▶ **WHAT TO PRODUCE**: Locate each line of the material that contains "green", then return it.

▶ **RECORD EXTRACTS**:
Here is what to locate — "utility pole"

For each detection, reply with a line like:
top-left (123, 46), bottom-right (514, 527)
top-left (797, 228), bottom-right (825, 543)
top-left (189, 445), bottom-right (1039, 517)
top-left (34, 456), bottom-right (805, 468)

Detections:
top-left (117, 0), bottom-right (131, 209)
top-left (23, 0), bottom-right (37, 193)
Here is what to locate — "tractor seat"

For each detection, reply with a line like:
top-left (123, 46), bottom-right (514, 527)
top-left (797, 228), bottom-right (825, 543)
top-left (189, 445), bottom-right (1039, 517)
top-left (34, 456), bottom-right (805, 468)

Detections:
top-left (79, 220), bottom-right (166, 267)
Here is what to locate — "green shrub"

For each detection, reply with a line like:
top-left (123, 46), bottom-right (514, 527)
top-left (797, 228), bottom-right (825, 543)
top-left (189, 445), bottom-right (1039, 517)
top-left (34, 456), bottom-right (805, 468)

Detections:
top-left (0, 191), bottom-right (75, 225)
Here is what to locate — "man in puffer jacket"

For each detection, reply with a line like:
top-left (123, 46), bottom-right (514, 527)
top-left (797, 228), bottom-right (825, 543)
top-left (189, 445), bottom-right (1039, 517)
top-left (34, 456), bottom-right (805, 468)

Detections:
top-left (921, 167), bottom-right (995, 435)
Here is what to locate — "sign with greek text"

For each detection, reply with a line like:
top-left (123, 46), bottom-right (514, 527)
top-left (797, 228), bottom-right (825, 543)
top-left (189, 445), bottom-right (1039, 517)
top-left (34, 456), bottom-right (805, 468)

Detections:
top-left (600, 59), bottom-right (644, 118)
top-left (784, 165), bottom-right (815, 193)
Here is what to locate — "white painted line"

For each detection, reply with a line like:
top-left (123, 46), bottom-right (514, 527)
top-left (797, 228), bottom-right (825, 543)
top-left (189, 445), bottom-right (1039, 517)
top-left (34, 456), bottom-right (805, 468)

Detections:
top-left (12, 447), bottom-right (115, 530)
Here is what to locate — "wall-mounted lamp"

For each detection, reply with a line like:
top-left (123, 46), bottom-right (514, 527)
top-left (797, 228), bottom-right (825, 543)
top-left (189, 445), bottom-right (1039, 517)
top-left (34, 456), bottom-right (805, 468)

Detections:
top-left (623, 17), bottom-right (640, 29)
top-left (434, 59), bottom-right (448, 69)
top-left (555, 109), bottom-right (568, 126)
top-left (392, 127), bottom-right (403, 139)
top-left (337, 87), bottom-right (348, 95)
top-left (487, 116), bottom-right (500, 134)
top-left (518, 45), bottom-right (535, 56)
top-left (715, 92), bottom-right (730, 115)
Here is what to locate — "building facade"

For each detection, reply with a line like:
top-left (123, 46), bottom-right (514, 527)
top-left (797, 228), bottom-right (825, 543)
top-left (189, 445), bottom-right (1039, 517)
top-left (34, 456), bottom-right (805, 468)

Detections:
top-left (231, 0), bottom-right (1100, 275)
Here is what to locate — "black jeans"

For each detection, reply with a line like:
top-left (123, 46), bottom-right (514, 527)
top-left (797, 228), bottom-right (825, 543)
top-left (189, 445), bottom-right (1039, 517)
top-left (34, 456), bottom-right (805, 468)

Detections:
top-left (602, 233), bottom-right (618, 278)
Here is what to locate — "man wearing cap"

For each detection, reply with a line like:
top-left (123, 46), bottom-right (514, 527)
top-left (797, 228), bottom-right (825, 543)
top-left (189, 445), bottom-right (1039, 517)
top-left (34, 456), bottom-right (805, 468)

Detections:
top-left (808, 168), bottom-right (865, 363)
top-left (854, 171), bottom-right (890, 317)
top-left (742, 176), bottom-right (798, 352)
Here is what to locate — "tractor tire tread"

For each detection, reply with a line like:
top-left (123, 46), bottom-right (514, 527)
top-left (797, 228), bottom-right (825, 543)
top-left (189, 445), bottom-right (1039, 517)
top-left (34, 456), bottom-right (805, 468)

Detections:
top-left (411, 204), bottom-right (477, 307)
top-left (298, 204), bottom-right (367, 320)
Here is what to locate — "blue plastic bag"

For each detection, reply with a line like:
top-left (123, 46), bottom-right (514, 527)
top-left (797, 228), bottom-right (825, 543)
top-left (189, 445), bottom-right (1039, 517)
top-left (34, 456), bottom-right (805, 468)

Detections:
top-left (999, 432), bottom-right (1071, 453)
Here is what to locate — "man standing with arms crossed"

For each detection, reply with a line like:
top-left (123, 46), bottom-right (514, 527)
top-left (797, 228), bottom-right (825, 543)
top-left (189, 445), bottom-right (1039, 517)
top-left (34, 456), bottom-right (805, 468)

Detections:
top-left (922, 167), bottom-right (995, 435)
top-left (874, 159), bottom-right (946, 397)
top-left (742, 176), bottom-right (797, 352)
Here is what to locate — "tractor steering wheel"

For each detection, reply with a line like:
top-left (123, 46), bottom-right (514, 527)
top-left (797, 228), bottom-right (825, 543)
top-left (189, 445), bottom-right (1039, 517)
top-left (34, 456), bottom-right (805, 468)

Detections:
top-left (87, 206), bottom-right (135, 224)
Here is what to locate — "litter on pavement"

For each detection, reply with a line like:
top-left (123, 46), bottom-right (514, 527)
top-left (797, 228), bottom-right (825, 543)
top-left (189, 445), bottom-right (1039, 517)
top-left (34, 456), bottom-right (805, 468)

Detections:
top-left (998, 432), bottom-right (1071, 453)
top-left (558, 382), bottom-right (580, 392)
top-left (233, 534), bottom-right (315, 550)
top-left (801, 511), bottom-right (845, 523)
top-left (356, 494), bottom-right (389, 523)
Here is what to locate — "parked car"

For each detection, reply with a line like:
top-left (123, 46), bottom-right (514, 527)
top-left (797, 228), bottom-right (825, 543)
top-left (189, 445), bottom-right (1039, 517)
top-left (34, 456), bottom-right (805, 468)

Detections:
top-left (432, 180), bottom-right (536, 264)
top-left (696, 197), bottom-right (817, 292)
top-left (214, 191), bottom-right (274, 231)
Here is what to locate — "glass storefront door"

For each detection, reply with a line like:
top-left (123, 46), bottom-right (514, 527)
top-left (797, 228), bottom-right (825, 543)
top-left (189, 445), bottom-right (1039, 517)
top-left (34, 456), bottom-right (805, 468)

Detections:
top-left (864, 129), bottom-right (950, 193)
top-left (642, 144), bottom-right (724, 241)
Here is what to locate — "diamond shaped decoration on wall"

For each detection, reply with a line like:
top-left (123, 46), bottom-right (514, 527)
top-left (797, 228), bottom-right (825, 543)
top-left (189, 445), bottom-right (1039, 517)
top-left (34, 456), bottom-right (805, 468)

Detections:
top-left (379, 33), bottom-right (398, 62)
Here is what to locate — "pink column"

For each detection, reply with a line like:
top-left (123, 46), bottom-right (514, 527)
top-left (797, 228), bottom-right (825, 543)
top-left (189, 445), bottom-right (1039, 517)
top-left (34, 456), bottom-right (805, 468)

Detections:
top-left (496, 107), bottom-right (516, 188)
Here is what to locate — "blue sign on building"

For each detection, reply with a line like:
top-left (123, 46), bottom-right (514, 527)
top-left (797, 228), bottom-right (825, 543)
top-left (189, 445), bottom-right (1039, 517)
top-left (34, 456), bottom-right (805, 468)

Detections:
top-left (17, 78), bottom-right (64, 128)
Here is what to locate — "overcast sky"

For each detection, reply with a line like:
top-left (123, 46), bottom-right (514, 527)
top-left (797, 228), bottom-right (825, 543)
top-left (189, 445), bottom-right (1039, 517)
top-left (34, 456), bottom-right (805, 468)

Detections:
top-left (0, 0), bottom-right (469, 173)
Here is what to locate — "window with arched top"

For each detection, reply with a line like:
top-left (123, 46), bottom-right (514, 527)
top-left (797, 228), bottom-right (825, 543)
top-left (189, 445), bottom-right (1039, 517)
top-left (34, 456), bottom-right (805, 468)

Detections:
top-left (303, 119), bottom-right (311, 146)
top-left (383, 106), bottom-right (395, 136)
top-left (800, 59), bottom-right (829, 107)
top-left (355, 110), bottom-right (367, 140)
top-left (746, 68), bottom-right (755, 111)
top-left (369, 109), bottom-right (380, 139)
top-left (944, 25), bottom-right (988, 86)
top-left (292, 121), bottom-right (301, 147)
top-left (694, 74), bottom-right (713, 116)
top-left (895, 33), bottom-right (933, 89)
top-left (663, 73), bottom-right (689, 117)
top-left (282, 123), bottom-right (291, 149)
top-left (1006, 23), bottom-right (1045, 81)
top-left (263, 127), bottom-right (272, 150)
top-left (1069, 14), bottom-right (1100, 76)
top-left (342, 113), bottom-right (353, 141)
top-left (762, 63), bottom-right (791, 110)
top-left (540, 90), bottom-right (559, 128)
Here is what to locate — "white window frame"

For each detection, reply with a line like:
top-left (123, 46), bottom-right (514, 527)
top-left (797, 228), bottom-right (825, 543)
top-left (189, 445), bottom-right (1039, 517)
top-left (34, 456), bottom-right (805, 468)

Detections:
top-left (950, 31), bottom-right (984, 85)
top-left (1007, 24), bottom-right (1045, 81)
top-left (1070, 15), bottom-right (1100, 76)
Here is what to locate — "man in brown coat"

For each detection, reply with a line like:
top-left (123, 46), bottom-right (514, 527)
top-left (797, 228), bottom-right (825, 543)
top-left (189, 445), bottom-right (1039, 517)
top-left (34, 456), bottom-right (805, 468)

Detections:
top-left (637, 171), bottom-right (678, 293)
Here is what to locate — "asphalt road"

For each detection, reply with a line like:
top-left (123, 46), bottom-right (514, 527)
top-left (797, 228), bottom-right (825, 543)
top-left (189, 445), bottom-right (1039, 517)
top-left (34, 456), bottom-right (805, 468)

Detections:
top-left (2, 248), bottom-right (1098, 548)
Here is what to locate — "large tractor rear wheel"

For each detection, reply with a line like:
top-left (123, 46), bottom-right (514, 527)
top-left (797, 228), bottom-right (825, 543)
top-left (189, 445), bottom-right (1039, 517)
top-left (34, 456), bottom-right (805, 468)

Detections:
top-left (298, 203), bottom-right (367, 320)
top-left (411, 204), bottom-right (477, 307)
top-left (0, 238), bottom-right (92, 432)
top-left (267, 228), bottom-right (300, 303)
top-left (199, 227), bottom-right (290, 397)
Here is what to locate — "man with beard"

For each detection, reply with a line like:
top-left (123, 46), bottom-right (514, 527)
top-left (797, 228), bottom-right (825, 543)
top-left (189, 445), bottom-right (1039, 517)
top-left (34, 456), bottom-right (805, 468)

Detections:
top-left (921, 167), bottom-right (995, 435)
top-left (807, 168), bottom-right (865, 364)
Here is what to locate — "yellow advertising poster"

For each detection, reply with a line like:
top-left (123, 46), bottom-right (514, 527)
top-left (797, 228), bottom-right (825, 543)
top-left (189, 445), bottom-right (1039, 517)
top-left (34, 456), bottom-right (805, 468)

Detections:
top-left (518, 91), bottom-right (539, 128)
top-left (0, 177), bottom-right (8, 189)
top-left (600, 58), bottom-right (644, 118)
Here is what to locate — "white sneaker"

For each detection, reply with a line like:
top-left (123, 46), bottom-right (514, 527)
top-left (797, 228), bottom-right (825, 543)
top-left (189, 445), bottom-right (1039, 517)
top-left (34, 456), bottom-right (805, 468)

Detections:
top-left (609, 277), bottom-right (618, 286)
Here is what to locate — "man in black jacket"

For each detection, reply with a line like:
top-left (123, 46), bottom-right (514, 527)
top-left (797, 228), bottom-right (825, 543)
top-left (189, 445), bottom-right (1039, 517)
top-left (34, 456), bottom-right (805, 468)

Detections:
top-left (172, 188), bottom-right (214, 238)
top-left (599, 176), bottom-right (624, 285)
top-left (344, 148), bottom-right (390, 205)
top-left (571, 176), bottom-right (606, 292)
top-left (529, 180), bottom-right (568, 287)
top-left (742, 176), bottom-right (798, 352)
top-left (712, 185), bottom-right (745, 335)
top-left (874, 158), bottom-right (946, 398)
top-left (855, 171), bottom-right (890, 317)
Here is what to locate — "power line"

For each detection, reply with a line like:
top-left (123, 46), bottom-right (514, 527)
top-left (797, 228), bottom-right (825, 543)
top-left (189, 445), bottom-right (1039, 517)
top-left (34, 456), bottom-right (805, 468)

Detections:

...

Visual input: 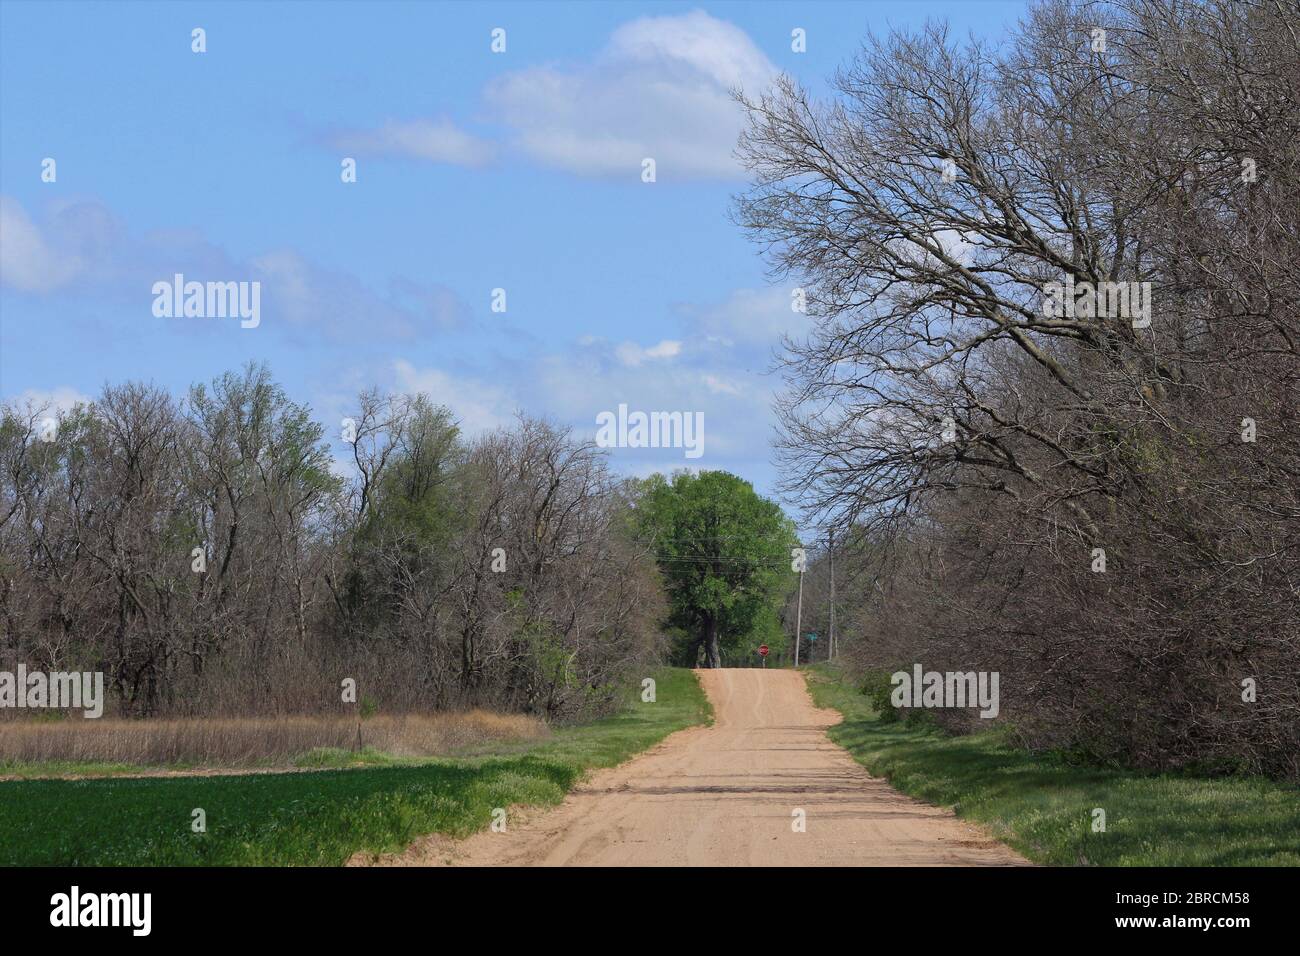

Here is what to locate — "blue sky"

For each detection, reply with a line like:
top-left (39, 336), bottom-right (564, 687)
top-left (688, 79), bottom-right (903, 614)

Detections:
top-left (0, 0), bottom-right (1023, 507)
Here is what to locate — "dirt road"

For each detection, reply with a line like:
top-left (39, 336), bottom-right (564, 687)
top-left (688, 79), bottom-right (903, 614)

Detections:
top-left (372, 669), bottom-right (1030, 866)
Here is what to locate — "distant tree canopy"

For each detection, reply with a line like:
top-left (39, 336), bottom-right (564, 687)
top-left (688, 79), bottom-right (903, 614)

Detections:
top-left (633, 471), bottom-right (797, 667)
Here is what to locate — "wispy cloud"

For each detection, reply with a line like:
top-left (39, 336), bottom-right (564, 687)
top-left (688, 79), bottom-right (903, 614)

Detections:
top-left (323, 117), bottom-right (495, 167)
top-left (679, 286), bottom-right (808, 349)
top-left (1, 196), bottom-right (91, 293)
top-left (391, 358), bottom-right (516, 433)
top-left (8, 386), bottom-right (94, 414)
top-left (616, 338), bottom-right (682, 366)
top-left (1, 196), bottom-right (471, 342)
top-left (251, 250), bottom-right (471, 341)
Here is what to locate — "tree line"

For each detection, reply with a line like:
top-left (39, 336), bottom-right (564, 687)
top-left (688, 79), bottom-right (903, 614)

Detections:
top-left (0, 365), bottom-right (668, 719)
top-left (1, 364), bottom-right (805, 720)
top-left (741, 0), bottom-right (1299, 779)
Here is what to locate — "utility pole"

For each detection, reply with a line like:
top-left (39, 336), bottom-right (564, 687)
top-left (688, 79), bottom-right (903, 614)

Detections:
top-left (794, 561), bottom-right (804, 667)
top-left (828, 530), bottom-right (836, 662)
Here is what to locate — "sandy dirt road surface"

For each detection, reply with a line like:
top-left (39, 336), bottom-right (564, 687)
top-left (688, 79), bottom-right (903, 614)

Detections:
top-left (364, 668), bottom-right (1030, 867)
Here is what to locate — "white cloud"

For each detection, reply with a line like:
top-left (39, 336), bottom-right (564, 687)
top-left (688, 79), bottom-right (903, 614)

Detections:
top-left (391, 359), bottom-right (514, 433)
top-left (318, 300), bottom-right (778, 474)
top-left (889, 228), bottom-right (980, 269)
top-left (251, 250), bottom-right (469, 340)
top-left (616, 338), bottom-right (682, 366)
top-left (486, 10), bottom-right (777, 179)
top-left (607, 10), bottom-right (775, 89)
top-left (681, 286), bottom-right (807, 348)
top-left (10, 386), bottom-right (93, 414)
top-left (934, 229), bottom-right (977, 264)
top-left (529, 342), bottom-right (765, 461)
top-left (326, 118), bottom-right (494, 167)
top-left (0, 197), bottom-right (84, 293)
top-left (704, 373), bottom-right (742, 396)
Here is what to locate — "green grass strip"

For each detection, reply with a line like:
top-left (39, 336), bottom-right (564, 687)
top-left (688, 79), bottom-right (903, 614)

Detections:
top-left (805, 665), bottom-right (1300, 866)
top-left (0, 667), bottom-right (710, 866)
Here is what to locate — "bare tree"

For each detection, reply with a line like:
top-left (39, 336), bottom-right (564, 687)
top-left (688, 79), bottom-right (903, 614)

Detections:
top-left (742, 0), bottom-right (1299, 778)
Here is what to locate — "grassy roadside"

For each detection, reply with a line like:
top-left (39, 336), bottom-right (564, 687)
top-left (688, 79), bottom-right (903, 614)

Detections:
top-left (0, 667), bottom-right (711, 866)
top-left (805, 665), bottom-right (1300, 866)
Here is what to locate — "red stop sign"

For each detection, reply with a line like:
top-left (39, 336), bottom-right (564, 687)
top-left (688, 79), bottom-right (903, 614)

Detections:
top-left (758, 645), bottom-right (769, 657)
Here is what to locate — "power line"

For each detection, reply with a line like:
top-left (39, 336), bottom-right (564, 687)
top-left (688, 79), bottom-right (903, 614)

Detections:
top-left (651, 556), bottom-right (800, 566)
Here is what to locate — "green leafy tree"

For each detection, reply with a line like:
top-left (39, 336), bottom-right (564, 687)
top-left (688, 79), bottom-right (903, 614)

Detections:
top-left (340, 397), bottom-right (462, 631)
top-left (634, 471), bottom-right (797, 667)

▶ **TASK RESULT**:
Here is what to locate — "green shrub"
Here is what to locate — "green grass strip"
Here is what to locate — "green leafy tree"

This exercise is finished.